When a record holds a picture, leave the picture out and copy everything else exactly.

== Given information ==

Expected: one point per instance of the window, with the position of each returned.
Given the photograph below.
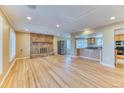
(81, 43)
(99, 42)
(12, 45)
(1, 38)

===

## [Response for this exercise]
Expected: one point per instance of the window, with the position of each returned.
Given the photograph below.
(81, 43)
(99, 42)
(12, 45)
(1, 38)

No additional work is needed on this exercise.